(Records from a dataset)
▬▬▬

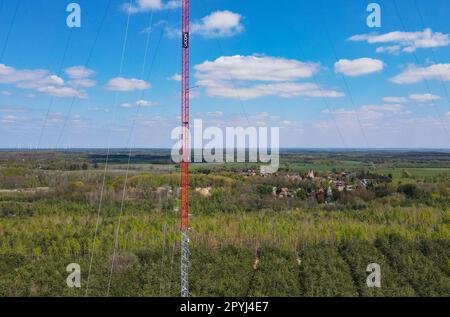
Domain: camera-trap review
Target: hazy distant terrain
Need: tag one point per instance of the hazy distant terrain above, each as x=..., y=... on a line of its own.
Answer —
x=309, y=230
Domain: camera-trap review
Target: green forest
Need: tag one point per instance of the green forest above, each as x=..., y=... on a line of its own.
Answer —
x=311, y=229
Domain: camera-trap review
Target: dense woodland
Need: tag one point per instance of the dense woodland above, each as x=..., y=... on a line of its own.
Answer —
x=287, y=234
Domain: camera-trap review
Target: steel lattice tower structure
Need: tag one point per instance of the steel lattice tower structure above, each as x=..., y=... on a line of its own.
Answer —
x=185, y=150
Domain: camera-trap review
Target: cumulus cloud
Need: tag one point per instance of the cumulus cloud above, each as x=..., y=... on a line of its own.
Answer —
x=126, y=84
x=395, y=99
x=258, y=68
x=148, y=5
x=139, y=103
x=8, y=118
x=368, y=112
x=413, y=74
x=83, y=82
x=404, y=41
x=358, y=67
x=78, y=72
x=40, y=80
x=218, y=24
x=250, y=77
x=62, y=92
x=424, y=97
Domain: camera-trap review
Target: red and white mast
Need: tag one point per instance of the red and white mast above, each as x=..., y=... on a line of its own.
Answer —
x=185, y=150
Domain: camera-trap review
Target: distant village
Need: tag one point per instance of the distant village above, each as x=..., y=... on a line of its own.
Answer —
x=326, y=184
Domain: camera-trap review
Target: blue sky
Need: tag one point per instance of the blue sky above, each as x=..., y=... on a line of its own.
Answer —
x=313, y=68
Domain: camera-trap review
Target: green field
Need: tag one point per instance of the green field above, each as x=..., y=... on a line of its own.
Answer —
x=244, y=240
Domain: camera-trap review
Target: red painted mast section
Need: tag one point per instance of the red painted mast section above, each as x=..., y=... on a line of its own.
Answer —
x=185, y=149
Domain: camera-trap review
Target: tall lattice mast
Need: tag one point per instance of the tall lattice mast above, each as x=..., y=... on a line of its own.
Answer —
x=185, y=150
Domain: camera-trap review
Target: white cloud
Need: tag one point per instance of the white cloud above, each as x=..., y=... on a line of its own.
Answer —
x=404, y=41
x=368, y=112
x=357, y=67
x=218, y=24
x=8, y=119
x=284, y=90
x=175, y=77
x=424, y=97
x=413, y=74
x=257, y=68
x=395, y=99
x=126, y=84
x=62, y=92
x=40, y=80
x=13, y=109
x=79, y=72
x=145, y=103
x=238, y=76
x=148, y=5
x=84, y=82
x=139, y=103
x=11, y=75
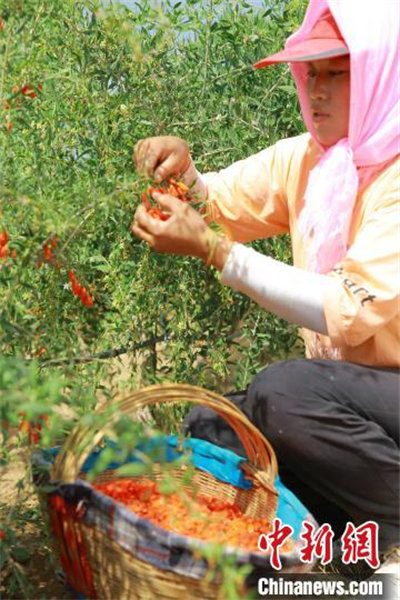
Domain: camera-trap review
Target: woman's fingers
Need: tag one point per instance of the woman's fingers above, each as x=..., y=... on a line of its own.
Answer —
x=142, y=234
x=167, y=201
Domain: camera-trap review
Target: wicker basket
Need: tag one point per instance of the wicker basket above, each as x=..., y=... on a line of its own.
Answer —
x=108, y=552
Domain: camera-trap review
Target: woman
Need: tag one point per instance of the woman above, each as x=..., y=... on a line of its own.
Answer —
x=332, y=418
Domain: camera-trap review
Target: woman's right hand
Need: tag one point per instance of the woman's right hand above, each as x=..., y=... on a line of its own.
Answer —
x=162, y=156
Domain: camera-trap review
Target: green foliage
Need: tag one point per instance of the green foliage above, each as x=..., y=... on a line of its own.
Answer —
x=103, y=78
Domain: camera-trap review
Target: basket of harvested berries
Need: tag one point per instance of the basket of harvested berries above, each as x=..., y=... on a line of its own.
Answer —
x=121, y=537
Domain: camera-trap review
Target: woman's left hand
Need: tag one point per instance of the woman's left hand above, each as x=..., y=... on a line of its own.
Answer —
x=185, y=232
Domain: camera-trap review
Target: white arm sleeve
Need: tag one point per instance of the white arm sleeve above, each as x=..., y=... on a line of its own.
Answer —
x=291, y=293
x=199, y=189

▬▬▬

PROMPT » Format all of the records above as a numbered list, omitting blank lines. Leave the pictures out of your answer.

WRITTEN RESPONSE »
1. Domain: camera-trap review
2. Target: hazy distant terrain
3. Need: tag one point per instance of the hazy distant terrain above, each as x=..., y=... on a line of its own.
4. Answer —
5. x=309, y=230
6. Domain: camera-trap review
7. Target: green forest
8. Need: tag one point per instance of the green forest above, each as x=..., y=... on a line of its own.
9. Answer —
10. x=311, y=229
11. Domain: camera-trap review
12. Target: dense woodland
13. Need: tag one point per instance of the dense woodland above, each as x=..., y=... on a line of its own.
14. Answer —
15. x=287, y=234
16. Domain: camera-trap review
17. Target: steel lattice tower structure
18. Need: tag one point per instance of the steel lattice tower structure above, each as x=..., y=... on a line of its own.
19. Answer —
20. x=185, y=150
21. Domain: camera-trap review
22. Target: cumulus cloud
23. Need: tag one point per instance of the cumulus cloud above, each as x=..., y=... on a line of its own.
24. Answer —
25. x=126, y=84
26. x=395, y=99
27. x=258, y=68
28. x=148, y=5
29. x=139, y=103
30. x=8, y=118
31. x=368, y=112
32. x=413, y=74
33. x=83, y=82
34. x=404, y=41
35. x=358, y=67
36. x=78, y=72
37. x=40, y=80
38. x=218, y=24
39. x=250, y=77
40. x=62, y=92
41. x=424, y=97
42. Domain: camera-trap review
43. Target: red and white mast
44. Need: tag one point per instance of the red and white mast above, each as x=..., y=... on a line of its own.
45. Answer —
46. x=185, y=150
47. Domain: camera-trap review
48. Target: distant village
49. Need: tag one point per instance of the distant village above, each as x=..., y=... on a line of its own.
50. Answer —
51. x=326, y=184
52. Domain: camera-trap review
53. Target: blue sky
54. Need: tag one point per instance of the blue sky above, each as x=..., y=... on a line of its own.
55. Answer —
56. x=313, y=68
57. Domain: camera-trap review
58. Target: green field
59. Need: tag one point per instance of the green field above, each as x=..., y=... on a line of its own.
60. Answer —
61. x=244, y=240
62. Domain: camera-trap review
63. Target: red painted mast section
64. Need: tag one point per instance of the red painted mast section above, each as x=..., y=... on a line of its own.
65. Answer —
66. x=185, y=149
67. Domain: camera-trap review
68. Target: tall lattice mast
69. Need: tag one point per instance of the tall lattice mast above, each as x=..., y=... on a line of its own.
70. Answer —
71. x=185, y=150
72. Domain: camera-trap review
73. Target: white cloud
74. Need: tag one point per instance of the white cloud above, each as x=..., y=... on a line of its own.
75. Answer —
76. x=404, y=41
77. x=368, y=112
78. x=357, y=67
79. x=218, y=24
80. x=8, y=119
81. x=284, y=90
82. x=175, y=77
83. x=424, y=97
84. x=413, y=74
85. x=257, y=68
86. x=395, y=99
87. x=126, y=84
88. x=62, y=92
89. x=40, y=80
90. x=13, y=109
91. x=79, y=72
92. x=145, y=103
93. x=238, y=76
94. x=148, y=5
95. x=84, y=82
96. x=139, y=103
97. x=11, y=75
98. Domain: camera-trap review
99. Target: woman's fingers
100. Need: tag one point per instance of the woman's fingers above, each as x=..., y=... on a line of its own.
101. Answer —
102. x=142, y=234
103. x=167, y=201
104. Domain: camera-trap review
105. Target: wicker basket
106. Need: tag one point per instance of the wicker basket above, each as x=..., y=... on a line of its own.
107. Answer —
108. x=108, y=552
109. Domain: camera-trap review
110. Target: woman
111. Need: tag one point per instance of the woman above, each as x=..., y=... on a line of its own.
112. Answer —
113. x=332, y=418
114. Domain: camera-trap review
115. Target: woman's right hand
116. Need: tag one point per instance of the woman's right hand above, each as x=..., y=... on a line of its own.
117. Answer —
118. x=162, y=156
119. Domain: camera-trap review
120. Target: green foliage
121. Need: tag one point per instance of the green foliage above, each as x=..., y=... on a line of its own.
122. Answer —
123. x=103, y=78
124. Domain: camera-trap review
125. Target: basket of harvested berries
126. Need: tag one point per instance of the basket of harvested berries above, each as x=..., y=... on a line of its own.
127. Answer —
128. x=121, y=537
129. Domain: camera-trap review
130. Target: woman's left hand
131. Need: tag one point per instance of the woman's left hand above, each as x=..., y=... on a line of its own.
132. Answer —
133. x=185, y=232
134. Domain: camera-trap review
135. Target: white arm sleeve
136. Need: tag one point per instance of the white arm sleeve above, each as x=..., y=... on a line of its own.
137. Answer —
138. x=291, y=293
139. x=199, y=189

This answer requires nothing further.